## Task description
Reproduce verbatim the line where "find the dark chocolate bar" occurs, along with all following lines down to the last line of the data.

Information supplied section start

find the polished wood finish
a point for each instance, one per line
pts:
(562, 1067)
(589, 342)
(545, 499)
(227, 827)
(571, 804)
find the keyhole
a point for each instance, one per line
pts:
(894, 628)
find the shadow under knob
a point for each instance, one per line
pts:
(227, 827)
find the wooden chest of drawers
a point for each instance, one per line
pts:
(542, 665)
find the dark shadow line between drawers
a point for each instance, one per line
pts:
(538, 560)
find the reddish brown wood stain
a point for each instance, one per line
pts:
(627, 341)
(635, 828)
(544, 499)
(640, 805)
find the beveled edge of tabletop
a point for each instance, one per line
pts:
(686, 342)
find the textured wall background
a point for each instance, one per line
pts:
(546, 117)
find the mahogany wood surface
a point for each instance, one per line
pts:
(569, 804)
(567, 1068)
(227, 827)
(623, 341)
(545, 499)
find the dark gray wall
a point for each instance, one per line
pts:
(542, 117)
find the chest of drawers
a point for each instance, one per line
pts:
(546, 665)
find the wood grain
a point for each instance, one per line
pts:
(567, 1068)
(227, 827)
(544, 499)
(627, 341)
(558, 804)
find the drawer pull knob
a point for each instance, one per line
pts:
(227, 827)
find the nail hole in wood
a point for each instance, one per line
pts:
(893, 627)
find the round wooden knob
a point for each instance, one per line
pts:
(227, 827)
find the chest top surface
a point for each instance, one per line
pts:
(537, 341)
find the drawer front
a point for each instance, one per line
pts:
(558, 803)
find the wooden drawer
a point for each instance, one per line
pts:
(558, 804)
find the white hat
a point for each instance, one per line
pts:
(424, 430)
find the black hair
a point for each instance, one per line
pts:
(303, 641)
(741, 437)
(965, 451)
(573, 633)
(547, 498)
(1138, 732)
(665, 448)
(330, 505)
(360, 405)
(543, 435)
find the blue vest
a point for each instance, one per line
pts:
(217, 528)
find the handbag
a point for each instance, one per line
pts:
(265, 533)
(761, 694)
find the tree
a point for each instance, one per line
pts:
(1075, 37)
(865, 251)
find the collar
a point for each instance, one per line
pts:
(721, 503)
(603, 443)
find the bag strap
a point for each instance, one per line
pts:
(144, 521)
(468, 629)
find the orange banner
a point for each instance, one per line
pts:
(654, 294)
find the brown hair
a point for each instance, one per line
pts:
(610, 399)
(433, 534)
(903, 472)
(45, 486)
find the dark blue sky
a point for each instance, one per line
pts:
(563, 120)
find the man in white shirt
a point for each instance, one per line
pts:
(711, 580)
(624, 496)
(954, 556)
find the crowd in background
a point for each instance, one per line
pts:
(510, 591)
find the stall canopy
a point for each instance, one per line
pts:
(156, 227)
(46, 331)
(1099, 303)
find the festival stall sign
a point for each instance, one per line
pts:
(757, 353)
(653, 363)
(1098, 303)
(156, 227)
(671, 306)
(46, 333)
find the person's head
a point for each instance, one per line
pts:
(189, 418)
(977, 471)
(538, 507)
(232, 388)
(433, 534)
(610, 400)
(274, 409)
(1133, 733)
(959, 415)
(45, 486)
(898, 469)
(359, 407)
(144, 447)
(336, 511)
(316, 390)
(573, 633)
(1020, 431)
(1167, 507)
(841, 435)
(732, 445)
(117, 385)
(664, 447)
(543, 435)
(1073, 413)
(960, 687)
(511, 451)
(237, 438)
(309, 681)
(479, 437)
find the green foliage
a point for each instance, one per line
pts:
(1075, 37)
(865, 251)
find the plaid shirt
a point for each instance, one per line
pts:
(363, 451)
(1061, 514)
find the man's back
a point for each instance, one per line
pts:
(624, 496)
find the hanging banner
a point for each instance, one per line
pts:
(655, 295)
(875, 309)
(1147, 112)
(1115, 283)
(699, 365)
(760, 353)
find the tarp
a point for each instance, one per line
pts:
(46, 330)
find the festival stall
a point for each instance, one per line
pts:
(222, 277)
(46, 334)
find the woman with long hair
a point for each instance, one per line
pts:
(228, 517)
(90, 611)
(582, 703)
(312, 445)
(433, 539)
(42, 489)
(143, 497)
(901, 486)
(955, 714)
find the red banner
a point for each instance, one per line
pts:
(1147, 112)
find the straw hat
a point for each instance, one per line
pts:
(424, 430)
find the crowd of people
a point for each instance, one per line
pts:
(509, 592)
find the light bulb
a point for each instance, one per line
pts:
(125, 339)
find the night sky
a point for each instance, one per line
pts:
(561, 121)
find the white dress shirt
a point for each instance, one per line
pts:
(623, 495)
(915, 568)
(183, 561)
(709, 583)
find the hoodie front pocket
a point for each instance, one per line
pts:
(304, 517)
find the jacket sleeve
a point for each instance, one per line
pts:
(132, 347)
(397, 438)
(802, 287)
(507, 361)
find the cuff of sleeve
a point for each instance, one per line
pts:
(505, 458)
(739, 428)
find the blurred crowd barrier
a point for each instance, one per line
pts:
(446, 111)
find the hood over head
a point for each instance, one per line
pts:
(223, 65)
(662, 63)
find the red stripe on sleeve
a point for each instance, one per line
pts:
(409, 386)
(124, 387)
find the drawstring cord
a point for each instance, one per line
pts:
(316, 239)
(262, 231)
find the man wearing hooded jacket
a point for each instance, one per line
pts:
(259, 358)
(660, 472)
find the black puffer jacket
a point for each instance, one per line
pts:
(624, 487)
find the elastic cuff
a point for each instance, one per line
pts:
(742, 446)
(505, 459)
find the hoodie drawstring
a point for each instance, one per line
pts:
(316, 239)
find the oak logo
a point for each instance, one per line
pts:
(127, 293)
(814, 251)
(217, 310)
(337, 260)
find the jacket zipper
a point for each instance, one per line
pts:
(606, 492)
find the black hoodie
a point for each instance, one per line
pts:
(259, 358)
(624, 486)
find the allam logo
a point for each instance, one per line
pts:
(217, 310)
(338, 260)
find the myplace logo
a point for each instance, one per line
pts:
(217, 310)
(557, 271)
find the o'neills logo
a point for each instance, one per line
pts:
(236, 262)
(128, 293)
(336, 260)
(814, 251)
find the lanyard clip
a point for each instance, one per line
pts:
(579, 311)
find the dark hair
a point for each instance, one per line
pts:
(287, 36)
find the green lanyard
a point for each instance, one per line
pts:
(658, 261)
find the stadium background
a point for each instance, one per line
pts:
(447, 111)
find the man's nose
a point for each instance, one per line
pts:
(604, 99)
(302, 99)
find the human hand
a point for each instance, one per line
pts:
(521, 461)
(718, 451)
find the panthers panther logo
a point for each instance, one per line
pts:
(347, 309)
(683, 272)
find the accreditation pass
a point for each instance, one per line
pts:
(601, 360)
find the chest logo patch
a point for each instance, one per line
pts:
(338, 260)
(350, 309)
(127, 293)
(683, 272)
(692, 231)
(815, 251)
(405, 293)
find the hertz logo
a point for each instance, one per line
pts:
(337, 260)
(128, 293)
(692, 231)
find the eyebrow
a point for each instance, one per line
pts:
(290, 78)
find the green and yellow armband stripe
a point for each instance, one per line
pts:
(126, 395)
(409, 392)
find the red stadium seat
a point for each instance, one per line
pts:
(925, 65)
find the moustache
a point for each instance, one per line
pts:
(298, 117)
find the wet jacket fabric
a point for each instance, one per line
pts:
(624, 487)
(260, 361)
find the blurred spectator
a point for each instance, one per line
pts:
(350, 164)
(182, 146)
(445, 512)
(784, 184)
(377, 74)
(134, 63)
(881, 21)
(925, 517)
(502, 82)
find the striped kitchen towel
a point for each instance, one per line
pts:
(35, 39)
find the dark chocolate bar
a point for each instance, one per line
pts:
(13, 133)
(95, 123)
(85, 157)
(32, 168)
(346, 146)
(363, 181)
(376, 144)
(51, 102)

Information supplied section end

## Output for this exercise
find the dark chocolate bar
a point for each instance, one per line
pts:
(13, 133)
(95, 123)
(85, 157)
(32, 168)
(346, 146)
(363, 181)
(376, 144)
(51, 102)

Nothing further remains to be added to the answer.